## Required task 1
Decide whether each statement agrees with the forum thread about a slide and guard rules below. Answer yes or no, and quote the deciding words from the thread.
(a) The first poster thinks the slide creates a hazardous condition.
(b) tmurray inspects the slide's supporting structure.
(c) mtlogcabin believes an enclosed slide meets the intent of 1110.4.8.
## Required task 2
Translate this sentence from the forum thread about a slide and guard rules into Spanish: "It is probably safer given that the environmental exposure has been eliminated."

## Text block
§
I was going to say the same thing, but our code also has a slope requirement that needs met as well. Code here is that a guard is required over 24". If you have a slope of 1 in 2 for the first 4' from the walking plane (same 2' difference), a guard would be required as well. The slide would obviously not meet the slope requirement. 

I feel this does create a judgement call for the official. Does the slide create a hazardous condition? No. not anymore than any other slide outside where it would be unregulated. It is probably safer given that the environmental exposure has been eliminated.


----------



## tmurray (Nov 30, 2021)

We've seen these in a couple of houses and looked at it as specialized equipment outside of the scope of the code. I make sure that there are suitable guards around it, but I don't inspect it, or its supporting structure.


----------



## mtlogcabin (Nov 30, 2021)

A slide is exempt IMHO under Chapter 11 of the IBC.I believe an enclosed slide meets the intent of 1110.4.8

1103.1 Where required.
Sites, buildings, structures, facilities, elements and spaces, temporary or permanent, shall be accessible to individuals with disabilities.

1110.1 General.
Recreational facilities shall be provided with accessible features in accordance with Sections 1110.2 through 1110.4.

1110.4.8 Amusement rides.
Amusement rides that move persons through a fixed course within a defined area shall comply with Sections 1110.4.8.1 through 1110.4.8.3.

*1110.4.8.3 Minimum number.
Amusement rides shall provide at least one wheelchair space, amusement ride seat designed for transfer or transfer device.

Exceptions:*

1.    Amusement rides that are controlled or operated by the rider are not required to comply with this section.
§
## Data listing
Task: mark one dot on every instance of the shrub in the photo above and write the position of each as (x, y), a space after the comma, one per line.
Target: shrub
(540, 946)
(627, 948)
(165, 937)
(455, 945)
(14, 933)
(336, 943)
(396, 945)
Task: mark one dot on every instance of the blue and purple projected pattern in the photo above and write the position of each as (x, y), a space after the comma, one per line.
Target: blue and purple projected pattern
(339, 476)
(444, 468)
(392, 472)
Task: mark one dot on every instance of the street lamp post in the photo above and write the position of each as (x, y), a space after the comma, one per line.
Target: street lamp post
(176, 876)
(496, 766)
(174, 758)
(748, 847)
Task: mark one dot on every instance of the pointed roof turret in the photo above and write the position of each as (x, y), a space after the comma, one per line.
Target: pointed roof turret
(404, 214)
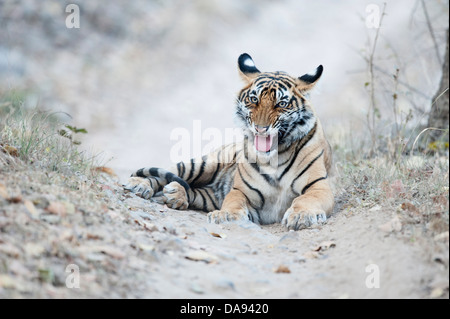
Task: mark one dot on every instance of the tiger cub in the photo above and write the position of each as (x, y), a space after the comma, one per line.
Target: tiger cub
(278, 173)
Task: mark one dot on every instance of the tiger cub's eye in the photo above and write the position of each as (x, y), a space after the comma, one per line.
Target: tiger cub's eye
(282, 104)
(254, 99)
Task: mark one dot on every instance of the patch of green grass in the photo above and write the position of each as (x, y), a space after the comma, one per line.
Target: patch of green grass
(34, 136)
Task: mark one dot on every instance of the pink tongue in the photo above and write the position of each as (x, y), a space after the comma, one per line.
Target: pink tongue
(263, 143)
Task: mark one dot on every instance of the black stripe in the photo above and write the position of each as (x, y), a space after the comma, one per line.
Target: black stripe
(212, 200)
(205, 207)
(268, 179)
(312, 183)
(171, 177)
(179, 168)
(213, 178)
(306, 168)
(253, 189)
(248, 200)
(154, 172)
(140, 173)
(191, 172)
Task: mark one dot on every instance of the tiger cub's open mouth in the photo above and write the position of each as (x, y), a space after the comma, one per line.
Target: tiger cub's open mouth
(265, 143)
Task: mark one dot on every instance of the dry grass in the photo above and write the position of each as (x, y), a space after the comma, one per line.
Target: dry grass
(34, 138)
(416, 187)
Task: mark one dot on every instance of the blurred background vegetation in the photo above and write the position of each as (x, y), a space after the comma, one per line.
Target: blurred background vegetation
(136, 70)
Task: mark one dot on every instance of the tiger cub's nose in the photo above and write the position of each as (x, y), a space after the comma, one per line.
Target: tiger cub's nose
(261, 129)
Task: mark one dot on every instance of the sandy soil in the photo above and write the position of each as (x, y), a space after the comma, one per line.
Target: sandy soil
(131, 89)
(126, 247)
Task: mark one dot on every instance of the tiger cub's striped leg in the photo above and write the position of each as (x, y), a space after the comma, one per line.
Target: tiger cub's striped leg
(311, 208)
(164, 186)
(234, 208)
(143, 187)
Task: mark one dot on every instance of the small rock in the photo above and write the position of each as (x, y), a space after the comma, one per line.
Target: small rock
(391, 226)
(34, 249)
(200, 255)
(31, 209)
(224, 284)
(325, 245)
(57, 208)
(282, 269)
(10, 250)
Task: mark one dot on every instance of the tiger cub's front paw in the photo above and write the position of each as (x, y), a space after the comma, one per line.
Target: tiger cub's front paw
(297, 220)
(175, 196)
(222, 216)
(140, 186)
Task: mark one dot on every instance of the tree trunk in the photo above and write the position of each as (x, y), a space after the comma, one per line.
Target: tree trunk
(438, 117)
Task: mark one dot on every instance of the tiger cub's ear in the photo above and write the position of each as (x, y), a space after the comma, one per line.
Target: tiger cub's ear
(247, 68)
(307, 81)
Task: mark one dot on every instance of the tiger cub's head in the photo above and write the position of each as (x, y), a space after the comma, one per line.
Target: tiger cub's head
(272, 107)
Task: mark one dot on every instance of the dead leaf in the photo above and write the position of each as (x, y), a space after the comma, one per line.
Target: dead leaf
(325, 245)
(200, 255)
(311, 255)
(282, 269)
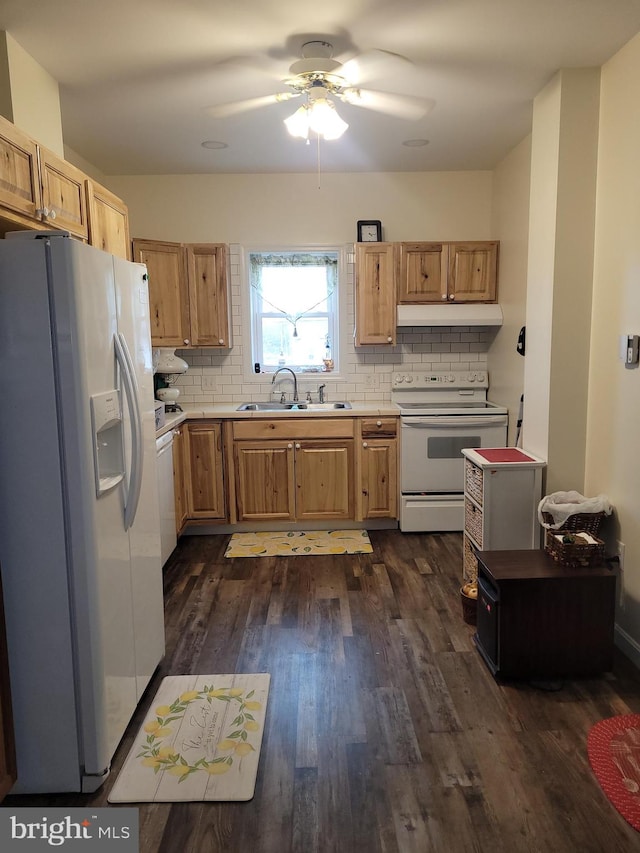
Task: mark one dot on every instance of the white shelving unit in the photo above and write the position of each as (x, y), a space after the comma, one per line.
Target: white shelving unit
(503, 487)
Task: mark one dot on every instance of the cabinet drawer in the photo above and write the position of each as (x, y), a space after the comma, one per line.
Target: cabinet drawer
(294, 428)
(379, 426)
(473, 477)
(473, 521)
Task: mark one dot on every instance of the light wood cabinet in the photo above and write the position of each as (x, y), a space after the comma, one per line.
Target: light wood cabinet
(198, 473)
(205, 492)
(284, 472)
(168, 294)
(180, 475)
(108, 221)
(64, 204)
(208, 297)
(453, 272)
(188, 293)
(39, 190)
(375, 294)
(377, 468)
(19, 176)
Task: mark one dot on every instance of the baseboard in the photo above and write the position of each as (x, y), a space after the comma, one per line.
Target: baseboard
(627, 645)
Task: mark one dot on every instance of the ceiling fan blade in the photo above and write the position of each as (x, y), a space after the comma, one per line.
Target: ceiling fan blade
(374, 65)
(236, 107)
(401, 106)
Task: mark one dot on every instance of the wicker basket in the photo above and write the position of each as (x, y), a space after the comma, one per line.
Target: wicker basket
(579, 553)
(469, 607)
(587, 522)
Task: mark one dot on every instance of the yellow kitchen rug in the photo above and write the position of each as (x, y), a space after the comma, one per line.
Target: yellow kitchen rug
(200, 741)
(296, 543)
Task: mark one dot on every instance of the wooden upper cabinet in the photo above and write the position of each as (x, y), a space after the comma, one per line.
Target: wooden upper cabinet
(188, 293)
(375, 293)
(168, 291)
(473, 271)
(448, 272)
(423, 272)
(208, 302)
(108, 221)
(19, 178)
(64, 204)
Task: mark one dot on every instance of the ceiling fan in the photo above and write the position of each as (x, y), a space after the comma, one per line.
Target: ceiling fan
(317, 75)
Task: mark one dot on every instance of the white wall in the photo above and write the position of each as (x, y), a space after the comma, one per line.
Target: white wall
(560, 273)
(290, 210)
(613, 458)
(33, 97)
(510, 218)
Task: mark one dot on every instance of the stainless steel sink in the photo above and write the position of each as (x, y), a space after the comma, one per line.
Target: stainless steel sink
(292, 407)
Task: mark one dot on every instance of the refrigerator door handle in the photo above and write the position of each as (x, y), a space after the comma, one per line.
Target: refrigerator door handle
(129, 382)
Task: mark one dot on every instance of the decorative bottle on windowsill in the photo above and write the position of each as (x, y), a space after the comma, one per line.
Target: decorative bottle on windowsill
(327, 360)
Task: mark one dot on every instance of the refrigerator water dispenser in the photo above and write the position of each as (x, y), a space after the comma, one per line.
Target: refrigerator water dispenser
(108, 456)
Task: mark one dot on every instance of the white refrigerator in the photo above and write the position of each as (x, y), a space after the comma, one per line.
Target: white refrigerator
(79, 518)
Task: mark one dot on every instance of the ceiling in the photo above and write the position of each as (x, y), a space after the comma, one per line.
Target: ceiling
(136, 76)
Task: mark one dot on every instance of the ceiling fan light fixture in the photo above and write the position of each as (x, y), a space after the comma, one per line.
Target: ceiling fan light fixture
(298, 123)
(324, 119)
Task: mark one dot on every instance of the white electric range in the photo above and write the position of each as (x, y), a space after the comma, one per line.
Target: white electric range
(440, 413)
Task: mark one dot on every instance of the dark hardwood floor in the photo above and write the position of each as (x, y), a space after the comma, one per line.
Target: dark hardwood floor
(385, 731)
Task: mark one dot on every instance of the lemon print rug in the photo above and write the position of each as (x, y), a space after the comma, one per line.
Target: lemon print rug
(299, 543)
(200, 741)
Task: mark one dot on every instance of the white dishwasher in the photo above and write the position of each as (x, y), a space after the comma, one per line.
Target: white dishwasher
(168, 537)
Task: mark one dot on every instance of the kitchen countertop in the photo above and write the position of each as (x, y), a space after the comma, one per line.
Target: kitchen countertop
(193, 411)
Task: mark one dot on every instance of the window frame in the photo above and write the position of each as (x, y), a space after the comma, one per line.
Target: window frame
(334, 313)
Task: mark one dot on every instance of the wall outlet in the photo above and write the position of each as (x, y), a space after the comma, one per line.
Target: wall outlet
(209, 382)
(620, 553)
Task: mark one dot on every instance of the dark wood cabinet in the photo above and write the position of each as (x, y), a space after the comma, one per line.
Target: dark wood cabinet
(8, 772)
(537, 618)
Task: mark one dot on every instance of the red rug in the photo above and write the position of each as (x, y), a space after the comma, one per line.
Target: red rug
(613, 746)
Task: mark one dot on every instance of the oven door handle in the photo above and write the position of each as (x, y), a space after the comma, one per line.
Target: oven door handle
(462, 421)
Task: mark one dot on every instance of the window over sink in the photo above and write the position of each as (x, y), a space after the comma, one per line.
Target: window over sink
(294, 297)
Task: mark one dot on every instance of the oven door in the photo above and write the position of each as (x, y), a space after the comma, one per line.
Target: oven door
(431, 449)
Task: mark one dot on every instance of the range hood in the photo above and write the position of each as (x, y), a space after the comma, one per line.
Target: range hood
(460, 314)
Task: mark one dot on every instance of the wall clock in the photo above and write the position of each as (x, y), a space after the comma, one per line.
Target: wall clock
(369, 231)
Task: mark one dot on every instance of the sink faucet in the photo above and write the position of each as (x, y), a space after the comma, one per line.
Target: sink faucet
(295, 381)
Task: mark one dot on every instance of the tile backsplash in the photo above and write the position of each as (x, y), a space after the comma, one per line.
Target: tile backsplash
(364, 372)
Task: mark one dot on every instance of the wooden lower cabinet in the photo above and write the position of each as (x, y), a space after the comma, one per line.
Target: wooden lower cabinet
(284, 474)
(8, 772)
(378, 468)
(199, 473)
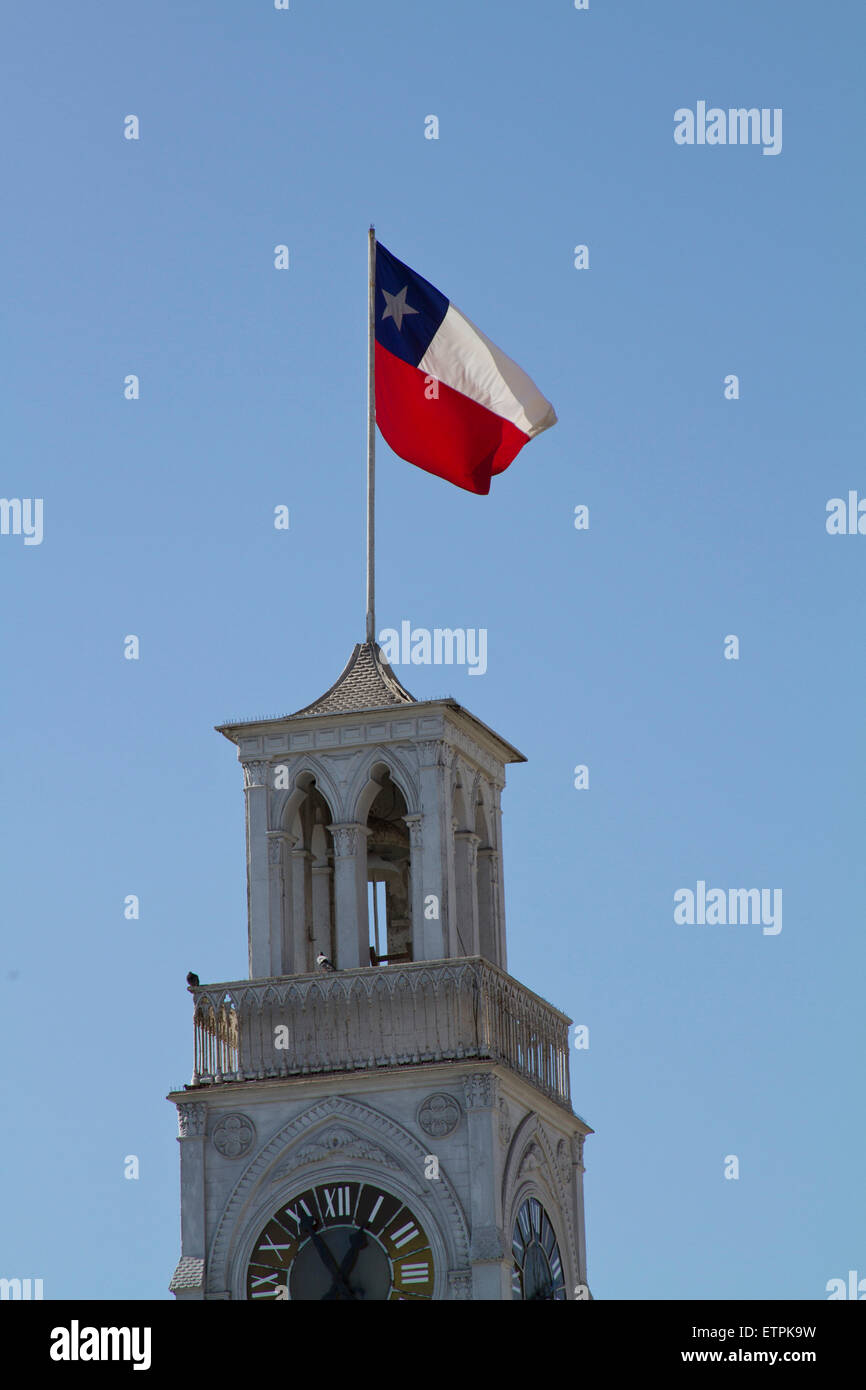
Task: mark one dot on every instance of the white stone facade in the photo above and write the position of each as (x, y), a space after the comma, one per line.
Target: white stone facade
(506, 1143)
§
## Written answer 1
(a) No: "Does the slide create a hazardous condition? No."
(b) No: "I don't inspect it, or its supporting structure."
(c) Yes: "I believe an enclosed slide meets the intent of 1110.4.8"

## Written answer 2
Probablemente sea más seguro, dado que se ha eliminado la exposición ambiental.